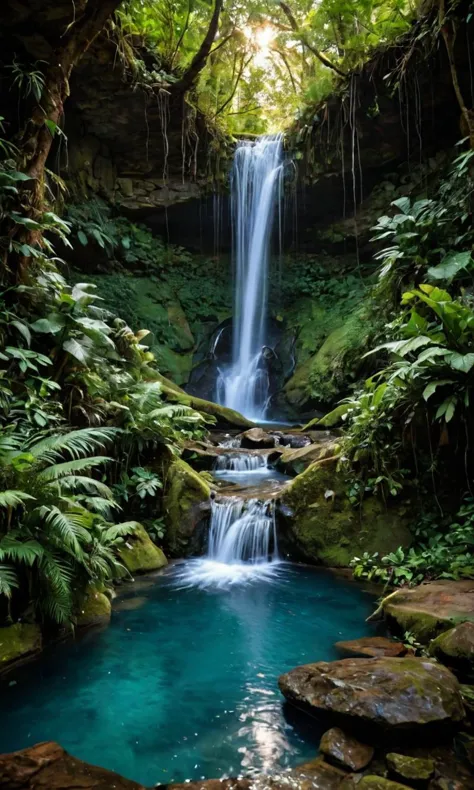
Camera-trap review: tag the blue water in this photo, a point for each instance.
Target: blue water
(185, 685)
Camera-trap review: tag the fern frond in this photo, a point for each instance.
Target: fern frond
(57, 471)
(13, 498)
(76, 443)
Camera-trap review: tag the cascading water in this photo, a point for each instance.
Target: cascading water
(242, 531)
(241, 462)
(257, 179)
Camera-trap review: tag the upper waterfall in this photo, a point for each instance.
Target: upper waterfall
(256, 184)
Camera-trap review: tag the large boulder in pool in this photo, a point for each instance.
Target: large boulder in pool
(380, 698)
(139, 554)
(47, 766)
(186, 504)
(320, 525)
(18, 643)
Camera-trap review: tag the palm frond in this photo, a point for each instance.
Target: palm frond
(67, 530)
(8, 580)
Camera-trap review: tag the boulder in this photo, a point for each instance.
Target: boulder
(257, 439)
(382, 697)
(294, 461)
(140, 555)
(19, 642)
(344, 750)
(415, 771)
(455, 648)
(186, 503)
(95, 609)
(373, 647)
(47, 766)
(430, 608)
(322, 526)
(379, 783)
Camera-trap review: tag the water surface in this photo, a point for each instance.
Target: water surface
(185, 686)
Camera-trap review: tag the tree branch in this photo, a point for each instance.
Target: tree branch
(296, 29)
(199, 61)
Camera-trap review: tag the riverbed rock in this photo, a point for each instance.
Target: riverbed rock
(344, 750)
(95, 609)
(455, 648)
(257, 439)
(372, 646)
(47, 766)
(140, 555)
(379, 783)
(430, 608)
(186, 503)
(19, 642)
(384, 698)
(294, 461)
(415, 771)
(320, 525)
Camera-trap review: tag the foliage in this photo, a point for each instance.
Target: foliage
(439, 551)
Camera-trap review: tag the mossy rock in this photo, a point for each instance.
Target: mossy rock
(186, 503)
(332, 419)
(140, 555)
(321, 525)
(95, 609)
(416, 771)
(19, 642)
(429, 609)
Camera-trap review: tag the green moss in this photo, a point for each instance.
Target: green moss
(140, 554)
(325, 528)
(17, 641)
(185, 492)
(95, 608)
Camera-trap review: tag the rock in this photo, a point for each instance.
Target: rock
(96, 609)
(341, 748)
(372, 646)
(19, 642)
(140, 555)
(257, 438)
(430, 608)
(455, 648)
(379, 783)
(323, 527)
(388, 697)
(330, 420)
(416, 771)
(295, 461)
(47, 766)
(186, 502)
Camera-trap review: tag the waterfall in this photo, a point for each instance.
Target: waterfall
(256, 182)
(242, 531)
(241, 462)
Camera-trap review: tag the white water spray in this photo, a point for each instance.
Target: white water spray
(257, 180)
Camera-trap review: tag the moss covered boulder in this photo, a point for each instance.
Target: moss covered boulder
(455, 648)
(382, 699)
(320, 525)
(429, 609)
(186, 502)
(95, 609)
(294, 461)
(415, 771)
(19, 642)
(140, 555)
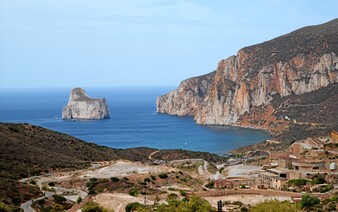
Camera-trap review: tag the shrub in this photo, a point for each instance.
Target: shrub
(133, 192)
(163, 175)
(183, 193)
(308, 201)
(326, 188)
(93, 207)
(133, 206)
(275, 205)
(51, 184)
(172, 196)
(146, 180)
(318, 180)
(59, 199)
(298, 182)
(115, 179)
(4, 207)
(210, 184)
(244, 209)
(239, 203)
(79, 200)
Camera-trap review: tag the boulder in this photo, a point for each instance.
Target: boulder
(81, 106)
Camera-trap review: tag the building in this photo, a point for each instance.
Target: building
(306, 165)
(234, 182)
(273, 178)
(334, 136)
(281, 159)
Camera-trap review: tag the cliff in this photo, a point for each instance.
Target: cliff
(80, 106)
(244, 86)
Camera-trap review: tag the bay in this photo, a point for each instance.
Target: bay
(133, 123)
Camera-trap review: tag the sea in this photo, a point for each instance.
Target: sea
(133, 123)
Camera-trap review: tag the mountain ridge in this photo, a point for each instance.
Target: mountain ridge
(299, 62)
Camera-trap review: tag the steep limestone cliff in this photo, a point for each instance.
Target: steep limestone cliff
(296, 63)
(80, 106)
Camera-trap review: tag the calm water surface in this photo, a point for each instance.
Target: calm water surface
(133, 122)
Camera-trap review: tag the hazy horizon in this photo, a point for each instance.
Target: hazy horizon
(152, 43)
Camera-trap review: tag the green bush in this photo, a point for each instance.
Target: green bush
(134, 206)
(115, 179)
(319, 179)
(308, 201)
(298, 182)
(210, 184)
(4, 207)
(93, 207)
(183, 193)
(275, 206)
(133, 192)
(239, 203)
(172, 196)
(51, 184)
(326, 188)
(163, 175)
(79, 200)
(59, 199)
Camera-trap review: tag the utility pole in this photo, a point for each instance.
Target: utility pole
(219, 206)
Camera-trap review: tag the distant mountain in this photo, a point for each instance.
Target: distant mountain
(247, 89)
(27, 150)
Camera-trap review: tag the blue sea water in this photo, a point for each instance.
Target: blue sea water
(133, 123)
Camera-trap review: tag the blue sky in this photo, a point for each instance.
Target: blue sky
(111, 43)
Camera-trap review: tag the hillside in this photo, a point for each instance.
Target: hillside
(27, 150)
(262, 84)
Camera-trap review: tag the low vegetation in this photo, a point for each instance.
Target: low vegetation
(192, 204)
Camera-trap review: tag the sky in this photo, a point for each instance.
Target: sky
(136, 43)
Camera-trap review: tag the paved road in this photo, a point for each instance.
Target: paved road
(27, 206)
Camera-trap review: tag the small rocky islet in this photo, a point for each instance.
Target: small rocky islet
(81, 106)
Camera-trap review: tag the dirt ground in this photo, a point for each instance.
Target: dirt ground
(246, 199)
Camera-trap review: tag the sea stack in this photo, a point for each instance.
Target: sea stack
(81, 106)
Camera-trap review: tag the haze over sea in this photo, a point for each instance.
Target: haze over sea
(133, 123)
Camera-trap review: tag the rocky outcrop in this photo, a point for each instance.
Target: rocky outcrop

_____

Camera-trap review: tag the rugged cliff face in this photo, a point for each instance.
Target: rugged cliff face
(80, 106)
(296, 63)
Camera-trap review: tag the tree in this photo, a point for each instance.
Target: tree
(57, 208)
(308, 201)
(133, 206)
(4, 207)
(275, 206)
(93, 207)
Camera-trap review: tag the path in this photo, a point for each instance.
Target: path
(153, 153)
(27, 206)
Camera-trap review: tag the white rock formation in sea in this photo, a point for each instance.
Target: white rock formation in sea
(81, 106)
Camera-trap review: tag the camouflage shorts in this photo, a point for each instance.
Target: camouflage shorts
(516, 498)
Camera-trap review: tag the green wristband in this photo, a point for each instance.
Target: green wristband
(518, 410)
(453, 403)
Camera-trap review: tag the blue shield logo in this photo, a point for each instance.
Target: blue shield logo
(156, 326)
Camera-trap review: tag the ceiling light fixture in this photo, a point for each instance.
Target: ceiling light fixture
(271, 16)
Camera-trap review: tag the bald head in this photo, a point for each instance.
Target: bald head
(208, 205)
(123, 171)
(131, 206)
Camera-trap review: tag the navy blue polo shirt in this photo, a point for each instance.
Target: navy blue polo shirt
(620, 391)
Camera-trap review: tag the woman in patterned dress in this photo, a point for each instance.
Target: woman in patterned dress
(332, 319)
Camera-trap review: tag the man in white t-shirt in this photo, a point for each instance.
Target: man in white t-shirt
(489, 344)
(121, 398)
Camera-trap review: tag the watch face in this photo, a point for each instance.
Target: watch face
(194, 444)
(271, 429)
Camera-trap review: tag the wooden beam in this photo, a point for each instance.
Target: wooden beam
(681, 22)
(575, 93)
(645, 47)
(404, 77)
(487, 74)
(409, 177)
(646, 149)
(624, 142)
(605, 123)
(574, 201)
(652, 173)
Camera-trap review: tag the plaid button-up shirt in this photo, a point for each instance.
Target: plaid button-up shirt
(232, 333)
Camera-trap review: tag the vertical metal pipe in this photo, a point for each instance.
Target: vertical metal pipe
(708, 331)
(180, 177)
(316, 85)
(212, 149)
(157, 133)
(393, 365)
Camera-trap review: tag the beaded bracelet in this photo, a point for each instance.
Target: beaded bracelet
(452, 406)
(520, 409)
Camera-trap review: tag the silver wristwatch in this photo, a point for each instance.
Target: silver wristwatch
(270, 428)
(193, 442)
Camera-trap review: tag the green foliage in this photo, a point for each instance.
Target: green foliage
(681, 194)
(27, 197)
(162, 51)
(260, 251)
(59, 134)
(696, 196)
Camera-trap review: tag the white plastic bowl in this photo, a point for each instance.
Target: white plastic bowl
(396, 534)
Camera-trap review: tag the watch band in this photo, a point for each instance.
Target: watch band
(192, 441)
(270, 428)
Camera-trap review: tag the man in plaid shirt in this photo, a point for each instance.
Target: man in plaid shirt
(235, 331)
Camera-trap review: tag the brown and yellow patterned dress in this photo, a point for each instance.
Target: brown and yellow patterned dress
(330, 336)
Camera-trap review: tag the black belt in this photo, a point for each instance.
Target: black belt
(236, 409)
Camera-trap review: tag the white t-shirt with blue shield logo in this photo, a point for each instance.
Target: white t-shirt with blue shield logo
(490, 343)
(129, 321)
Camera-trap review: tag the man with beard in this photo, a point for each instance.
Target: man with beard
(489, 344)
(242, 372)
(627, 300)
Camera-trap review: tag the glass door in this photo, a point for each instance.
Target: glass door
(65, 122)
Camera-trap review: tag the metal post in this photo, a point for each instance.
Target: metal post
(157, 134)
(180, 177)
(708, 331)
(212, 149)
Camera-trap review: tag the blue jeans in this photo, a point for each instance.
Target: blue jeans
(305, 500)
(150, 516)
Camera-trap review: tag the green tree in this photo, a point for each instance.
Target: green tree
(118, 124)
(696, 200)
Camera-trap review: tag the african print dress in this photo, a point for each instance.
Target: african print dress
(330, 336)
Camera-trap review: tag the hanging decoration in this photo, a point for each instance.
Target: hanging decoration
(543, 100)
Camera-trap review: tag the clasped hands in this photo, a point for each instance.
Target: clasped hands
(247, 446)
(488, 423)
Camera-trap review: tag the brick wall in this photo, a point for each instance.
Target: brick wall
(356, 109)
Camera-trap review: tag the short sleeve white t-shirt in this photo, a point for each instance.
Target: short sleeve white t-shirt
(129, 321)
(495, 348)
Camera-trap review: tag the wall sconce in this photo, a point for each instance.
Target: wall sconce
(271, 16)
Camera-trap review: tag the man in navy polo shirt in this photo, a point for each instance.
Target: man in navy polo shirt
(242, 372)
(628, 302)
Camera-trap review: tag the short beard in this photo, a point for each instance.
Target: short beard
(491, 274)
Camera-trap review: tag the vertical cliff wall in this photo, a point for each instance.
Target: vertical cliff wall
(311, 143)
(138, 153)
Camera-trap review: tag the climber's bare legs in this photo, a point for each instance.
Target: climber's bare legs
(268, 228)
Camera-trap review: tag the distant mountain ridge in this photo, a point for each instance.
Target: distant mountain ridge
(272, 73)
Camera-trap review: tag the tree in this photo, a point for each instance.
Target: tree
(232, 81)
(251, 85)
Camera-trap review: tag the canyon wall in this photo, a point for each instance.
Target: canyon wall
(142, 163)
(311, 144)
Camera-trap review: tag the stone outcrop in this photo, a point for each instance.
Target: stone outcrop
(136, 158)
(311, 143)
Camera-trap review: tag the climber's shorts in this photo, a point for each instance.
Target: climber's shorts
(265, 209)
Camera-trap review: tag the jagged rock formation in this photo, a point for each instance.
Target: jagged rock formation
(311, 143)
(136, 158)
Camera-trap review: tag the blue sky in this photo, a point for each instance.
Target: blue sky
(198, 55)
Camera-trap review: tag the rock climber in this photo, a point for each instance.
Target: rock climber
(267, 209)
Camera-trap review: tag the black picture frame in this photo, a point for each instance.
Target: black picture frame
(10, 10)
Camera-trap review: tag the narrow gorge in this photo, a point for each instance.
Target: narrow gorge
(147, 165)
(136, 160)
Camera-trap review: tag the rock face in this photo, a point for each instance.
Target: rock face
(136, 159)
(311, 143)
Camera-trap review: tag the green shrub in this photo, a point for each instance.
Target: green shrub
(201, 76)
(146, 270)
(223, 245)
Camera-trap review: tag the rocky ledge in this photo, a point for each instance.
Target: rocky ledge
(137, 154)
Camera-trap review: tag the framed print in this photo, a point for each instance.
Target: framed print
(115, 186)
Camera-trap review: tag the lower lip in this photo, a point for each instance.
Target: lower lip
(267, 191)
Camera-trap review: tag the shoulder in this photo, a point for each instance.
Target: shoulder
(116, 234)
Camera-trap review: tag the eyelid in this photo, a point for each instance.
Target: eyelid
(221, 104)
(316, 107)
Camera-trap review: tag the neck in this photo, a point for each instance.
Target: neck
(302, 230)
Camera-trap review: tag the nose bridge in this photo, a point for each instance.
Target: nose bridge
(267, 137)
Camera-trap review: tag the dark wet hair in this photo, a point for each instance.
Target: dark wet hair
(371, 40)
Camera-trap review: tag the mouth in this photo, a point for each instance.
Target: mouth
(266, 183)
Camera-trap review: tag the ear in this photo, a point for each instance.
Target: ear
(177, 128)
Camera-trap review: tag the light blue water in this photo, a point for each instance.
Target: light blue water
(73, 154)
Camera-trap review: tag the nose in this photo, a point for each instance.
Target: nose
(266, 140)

_____

Only those lines of the entries above that run from the line containing "Target: eyelid" to the line containing "Camera-trap review: tag the mouth", both included, should be transcribed exactly.

Output below:
Target: eyelid
(221, 104)
(316, 107)
Camera-trap review: tag the neck in this photo, a point for each instance.
Target: neck
(302, 230)
Camera-trap review: tag the nose bridge in this photo, a point for each instance.
Target: nose bridge
(267, 137)
Camera-trap review: tag the dark wet hair in this photo, a point for each instance.
Target: dark wet hair
(371, 40)
Camera-trap review: tag the mouth in this photo, a point for each instance.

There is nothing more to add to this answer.